Beginning with the line containing "out the ribbed" and ending with the last line of the records, set down every line exactly.

[Excerpts of pointing data]
BEGIN

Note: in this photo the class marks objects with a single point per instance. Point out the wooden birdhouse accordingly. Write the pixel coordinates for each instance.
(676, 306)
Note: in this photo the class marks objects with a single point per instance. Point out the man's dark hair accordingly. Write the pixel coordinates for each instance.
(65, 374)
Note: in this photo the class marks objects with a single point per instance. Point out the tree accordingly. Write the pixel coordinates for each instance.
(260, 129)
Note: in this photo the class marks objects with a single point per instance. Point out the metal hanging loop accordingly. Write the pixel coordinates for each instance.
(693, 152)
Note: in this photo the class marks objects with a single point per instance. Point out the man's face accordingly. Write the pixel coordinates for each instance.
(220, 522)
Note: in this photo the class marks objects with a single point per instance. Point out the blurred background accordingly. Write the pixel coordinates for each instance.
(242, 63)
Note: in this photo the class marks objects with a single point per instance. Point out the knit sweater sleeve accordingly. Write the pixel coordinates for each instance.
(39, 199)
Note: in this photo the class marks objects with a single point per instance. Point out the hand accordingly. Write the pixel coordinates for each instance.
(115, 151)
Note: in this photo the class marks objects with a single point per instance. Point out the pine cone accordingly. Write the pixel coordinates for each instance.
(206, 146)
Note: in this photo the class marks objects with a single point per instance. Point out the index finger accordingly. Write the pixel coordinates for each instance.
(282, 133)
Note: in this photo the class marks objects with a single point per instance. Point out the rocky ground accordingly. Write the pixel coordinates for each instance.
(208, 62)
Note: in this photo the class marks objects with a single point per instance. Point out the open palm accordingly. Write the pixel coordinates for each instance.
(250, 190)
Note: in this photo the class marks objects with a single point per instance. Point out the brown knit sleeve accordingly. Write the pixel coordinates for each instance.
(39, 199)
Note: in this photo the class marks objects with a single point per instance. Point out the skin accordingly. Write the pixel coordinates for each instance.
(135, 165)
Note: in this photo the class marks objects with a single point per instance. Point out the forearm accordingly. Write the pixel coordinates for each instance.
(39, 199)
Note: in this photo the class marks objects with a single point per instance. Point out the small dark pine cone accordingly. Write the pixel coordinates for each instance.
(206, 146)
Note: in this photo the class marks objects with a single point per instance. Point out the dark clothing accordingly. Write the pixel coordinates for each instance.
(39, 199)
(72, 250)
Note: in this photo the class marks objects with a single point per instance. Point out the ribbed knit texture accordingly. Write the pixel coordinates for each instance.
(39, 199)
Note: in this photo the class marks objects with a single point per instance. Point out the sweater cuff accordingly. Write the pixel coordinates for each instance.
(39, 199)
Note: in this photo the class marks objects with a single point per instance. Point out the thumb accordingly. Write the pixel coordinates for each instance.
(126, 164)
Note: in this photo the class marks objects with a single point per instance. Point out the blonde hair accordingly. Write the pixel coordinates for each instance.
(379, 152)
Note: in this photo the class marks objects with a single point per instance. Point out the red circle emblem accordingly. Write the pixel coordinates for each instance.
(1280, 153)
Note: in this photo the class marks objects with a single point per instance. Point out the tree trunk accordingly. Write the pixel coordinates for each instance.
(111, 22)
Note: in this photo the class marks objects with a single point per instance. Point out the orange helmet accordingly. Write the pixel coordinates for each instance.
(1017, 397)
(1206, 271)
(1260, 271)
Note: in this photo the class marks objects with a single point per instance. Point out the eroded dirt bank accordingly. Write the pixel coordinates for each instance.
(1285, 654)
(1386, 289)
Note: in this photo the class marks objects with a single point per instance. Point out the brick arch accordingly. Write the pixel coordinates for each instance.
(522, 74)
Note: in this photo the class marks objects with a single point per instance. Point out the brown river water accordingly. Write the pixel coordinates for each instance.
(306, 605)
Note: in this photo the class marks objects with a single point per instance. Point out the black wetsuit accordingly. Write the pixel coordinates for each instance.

END

**RESPONSE TO THIS TASK:**
Note: in this photo the class marks objects with a single point per instance. Point out the ribbed knit texture accordingly. Write the pixel coordinates for each instance.
(39, 199)
Note: in this photo the class marks objects with a single point per instance. Point out the sweater cuff accordingly. Write the pixel coordinates for each instance.
(39, 199)
Note: in this photo the class marks objects with a single point per instance. Point out the thumb accordingly. Write the pixel coordinates for each instance.
(126, 164)
Note: in this photo the class marks objects with a single point per instance. Point out the blonde hair accordingly. Write the pixel coordinates for each instance.
(379, 152)
Note: in this photo the class marks objects with a single point per instance. Point out the red circle emblem accordingly. Write the pixel coordinates for each instance.
(1280, 153)
Note: in this photo the class marks objects with a single point per instance. Point out the tree trunk accordingly. Write the pixel coordinates for each instance.
(111, 22)
Note: in this photo the class marks objects with a single point per instance. Point out the orange helmet accordingly. Write the pixel coordinates for each instance.
(1017, 397)
(1206, 271)
(1260, 271)
Note: in this photo the class marks objects with a single point per instance. Point out the eroded dirt bank accordingly. Write the pixel coordinates for each instance.
(1285, 654)
(1386, 289)
Note: in this photo the class marks objects with a single point per instance. Point out the brick arch accordingly. Write the pixel coordinates for each instance.
(522, 74)
Note: in this photo the class marks objects with a single point per instance. Point out the brown river water accordingly. Write the pixel coordinates for each instance.
(306, 605)
Note: in this photo the class marks objects with a single point per instance. Point out the black wetsuit accordingly. Write the pixel coordinates for each instance.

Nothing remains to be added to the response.